START EXERCISE DATA
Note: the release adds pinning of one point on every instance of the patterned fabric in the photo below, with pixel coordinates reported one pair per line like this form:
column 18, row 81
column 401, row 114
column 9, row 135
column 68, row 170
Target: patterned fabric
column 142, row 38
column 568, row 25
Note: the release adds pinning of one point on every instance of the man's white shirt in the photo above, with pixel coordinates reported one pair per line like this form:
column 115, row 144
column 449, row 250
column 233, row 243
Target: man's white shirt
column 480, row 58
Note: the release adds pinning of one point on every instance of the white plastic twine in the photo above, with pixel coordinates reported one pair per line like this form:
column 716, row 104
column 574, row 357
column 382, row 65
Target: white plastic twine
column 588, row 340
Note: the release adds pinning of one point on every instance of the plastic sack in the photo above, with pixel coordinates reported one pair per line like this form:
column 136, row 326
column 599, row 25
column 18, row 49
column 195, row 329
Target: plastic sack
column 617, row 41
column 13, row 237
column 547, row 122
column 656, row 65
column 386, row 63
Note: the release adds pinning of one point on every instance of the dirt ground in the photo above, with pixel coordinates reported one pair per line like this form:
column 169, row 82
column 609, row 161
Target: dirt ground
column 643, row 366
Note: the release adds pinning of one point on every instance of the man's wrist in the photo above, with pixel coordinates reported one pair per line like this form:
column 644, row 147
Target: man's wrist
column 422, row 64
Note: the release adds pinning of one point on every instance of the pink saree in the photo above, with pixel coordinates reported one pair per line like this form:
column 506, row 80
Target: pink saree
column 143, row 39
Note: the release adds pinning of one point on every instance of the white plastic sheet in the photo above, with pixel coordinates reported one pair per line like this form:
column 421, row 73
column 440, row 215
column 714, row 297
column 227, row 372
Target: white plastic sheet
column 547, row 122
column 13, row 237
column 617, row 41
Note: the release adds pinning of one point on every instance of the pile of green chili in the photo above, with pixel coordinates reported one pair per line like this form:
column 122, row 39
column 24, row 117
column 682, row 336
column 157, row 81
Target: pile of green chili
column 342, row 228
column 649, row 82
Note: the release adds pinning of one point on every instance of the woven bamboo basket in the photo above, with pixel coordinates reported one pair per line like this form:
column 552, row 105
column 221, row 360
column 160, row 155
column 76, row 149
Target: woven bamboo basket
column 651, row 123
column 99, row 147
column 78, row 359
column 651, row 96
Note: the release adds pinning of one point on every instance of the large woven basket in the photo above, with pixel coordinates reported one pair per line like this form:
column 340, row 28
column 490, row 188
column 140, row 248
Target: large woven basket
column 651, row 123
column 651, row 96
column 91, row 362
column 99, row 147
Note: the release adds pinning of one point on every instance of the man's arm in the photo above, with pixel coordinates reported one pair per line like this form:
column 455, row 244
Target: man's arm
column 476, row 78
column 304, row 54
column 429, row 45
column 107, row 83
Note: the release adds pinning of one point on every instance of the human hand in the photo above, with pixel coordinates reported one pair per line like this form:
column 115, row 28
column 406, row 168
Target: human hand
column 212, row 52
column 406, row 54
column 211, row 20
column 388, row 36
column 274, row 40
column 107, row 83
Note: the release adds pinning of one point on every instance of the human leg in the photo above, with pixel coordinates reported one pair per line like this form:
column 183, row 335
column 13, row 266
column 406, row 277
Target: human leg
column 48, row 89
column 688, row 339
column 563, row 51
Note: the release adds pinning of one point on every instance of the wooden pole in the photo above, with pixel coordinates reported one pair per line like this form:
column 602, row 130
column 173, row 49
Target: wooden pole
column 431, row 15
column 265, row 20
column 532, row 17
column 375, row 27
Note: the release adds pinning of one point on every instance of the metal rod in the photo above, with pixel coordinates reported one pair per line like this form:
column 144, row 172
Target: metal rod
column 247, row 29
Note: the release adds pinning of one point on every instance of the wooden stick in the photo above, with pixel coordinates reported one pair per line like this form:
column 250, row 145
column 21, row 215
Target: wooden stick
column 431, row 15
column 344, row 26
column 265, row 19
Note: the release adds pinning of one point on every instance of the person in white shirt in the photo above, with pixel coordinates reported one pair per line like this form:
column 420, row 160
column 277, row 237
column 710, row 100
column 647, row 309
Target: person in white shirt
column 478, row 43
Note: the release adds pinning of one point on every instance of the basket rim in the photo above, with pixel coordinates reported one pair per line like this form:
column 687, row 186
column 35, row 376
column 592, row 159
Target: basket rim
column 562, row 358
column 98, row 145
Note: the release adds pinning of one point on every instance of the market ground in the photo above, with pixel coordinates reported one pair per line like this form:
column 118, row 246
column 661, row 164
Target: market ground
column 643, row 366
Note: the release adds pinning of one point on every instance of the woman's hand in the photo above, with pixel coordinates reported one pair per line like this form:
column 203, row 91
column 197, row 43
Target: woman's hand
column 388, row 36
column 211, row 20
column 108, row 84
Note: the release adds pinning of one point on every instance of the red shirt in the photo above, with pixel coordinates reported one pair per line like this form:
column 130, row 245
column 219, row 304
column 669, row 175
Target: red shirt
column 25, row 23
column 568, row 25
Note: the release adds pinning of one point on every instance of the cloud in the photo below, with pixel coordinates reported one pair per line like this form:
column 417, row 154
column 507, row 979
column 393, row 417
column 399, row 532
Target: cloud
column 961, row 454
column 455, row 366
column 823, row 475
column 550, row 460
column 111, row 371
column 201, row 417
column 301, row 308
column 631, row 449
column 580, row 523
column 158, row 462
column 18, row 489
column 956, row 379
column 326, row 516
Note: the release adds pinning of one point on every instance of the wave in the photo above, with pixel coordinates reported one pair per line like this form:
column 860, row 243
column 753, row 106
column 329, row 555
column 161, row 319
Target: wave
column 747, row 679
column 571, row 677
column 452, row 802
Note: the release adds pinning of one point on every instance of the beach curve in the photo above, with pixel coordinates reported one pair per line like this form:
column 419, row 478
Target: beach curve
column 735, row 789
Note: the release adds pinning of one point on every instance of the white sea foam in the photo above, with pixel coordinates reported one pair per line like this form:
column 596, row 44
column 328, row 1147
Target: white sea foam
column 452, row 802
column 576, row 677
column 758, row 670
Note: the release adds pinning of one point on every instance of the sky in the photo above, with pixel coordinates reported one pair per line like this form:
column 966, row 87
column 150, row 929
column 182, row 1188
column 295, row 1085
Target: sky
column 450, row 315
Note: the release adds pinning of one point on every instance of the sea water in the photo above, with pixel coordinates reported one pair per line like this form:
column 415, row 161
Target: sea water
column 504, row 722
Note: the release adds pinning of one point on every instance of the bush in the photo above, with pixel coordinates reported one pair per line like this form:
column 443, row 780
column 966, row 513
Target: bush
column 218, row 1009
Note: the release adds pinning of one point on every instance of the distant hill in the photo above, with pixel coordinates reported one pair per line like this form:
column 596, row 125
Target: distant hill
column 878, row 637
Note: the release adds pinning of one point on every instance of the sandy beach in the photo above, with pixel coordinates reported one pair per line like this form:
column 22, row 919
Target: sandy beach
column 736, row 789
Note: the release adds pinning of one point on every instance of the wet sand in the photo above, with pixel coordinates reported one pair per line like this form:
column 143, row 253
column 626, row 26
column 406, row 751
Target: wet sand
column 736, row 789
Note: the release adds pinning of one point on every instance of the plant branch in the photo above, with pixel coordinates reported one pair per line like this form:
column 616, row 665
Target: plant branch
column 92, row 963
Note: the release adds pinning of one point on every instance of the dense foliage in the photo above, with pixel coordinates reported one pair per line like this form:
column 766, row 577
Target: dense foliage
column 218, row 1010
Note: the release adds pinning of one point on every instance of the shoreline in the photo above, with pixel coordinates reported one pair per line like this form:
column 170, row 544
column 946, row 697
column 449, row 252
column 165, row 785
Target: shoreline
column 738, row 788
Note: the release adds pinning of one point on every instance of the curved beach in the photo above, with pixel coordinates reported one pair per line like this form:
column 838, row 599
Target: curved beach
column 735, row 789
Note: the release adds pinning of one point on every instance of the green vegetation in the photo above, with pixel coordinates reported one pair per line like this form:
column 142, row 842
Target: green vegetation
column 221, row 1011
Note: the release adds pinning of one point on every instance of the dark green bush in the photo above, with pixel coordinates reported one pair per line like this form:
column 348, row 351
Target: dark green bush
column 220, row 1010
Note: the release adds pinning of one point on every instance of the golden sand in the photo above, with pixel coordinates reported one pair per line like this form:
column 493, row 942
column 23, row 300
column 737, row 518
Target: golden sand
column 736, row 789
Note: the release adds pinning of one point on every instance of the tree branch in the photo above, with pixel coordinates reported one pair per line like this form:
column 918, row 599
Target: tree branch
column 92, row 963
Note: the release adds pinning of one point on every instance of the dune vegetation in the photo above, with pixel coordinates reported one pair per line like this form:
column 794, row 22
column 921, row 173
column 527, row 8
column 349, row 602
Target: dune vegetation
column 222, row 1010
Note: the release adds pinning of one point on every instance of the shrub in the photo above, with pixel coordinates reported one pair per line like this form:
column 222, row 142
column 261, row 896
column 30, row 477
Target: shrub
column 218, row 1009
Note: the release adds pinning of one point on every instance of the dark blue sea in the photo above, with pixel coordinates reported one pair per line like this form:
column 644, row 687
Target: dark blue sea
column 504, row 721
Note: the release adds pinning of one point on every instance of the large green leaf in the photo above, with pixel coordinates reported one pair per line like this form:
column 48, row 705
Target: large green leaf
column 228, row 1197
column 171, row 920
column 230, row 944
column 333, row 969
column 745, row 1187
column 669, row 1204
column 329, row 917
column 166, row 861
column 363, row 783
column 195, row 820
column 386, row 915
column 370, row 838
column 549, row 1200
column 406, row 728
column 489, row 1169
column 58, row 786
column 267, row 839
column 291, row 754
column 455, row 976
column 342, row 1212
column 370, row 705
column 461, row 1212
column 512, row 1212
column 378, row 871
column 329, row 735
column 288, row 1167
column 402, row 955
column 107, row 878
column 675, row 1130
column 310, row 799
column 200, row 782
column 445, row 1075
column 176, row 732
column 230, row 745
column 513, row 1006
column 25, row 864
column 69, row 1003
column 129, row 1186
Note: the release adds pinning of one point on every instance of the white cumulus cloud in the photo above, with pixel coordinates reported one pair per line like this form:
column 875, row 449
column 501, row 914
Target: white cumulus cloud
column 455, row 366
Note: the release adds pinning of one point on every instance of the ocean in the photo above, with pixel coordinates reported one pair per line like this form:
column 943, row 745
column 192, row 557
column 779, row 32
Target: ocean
END EXERCISE DATA
WORK TASK:
Go through the listing above, and whenever a line holds the word "ocean", copy it.

SOLUTION TO THE EXERCISE:
Note: the release adds pinning of one point on every instance of the ocean in the photo above, with pixel coordinates reported one pair per line like this form:
Target: ocean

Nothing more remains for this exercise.